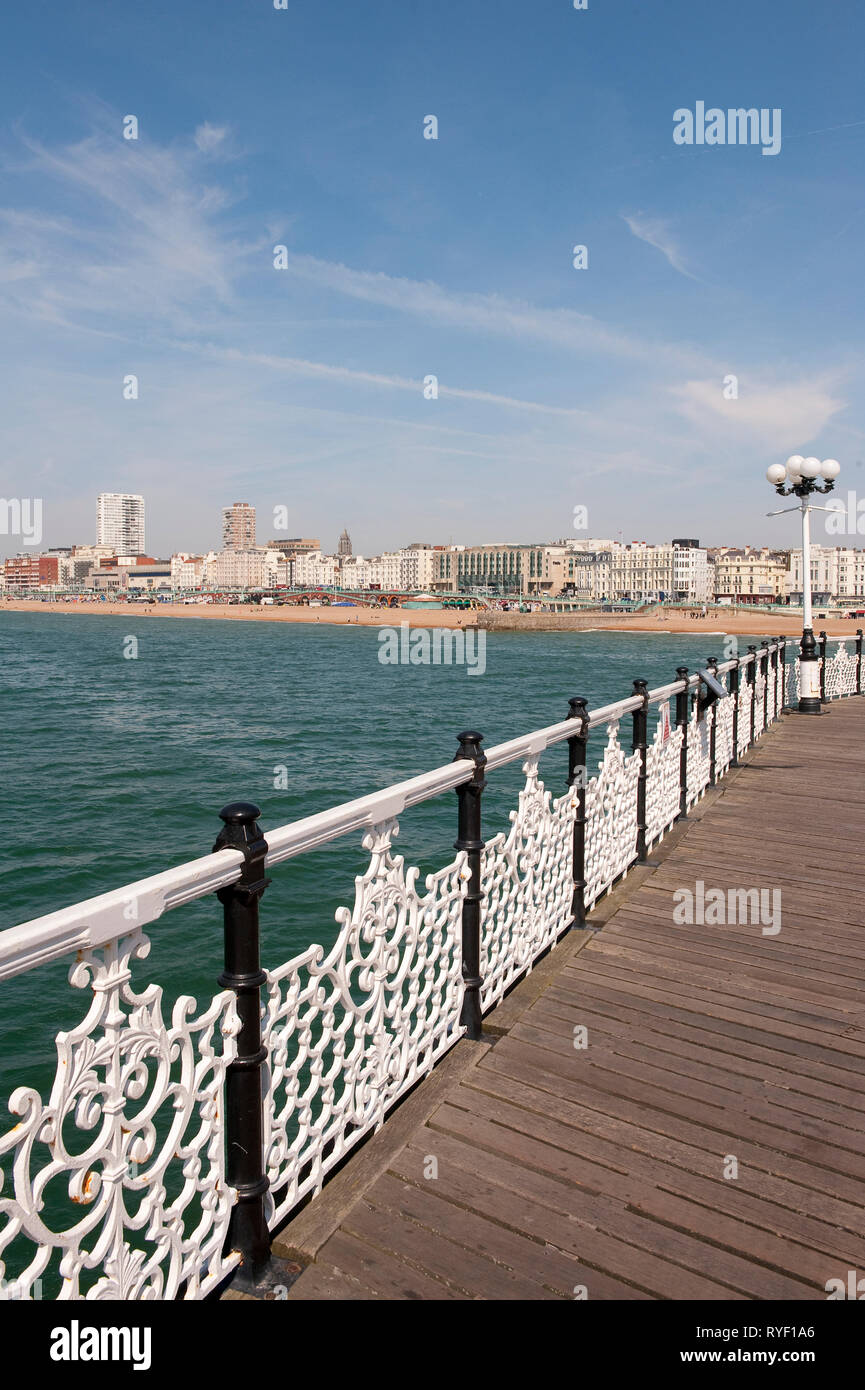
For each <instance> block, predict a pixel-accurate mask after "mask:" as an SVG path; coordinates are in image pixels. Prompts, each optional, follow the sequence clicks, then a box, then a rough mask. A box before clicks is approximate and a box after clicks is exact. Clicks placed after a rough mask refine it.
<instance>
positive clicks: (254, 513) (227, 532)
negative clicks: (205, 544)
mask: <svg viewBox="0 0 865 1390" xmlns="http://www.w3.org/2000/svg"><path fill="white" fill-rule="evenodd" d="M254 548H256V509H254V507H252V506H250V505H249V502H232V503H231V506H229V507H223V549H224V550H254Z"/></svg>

========================================

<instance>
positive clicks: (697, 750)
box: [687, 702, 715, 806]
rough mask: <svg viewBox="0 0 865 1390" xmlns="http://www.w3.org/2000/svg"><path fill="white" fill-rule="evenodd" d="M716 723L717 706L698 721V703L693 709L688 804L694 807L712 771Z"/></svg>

========================================

### PROBLEM REQUIREMENTS
Duplicate everything in the listing from the line containing "For each <instance>" down to the line containing "negative clicks: (205, 544)", both of those lines included.

### TASK RESPONSE
For each <instance> block, predict a pixel-accurate mask after "mask:" as an SVG path; coordinates are in image pixels. Prompts, each optional, follow the sequence clicks, then a box, then a rough mask. A box before clicks is approximate and a box after clicks is exact. Clicks placed after a rough mask refine it.
<instance>
positive clicks: (254, 513) (227, 532)
negative clicks: (205, 544)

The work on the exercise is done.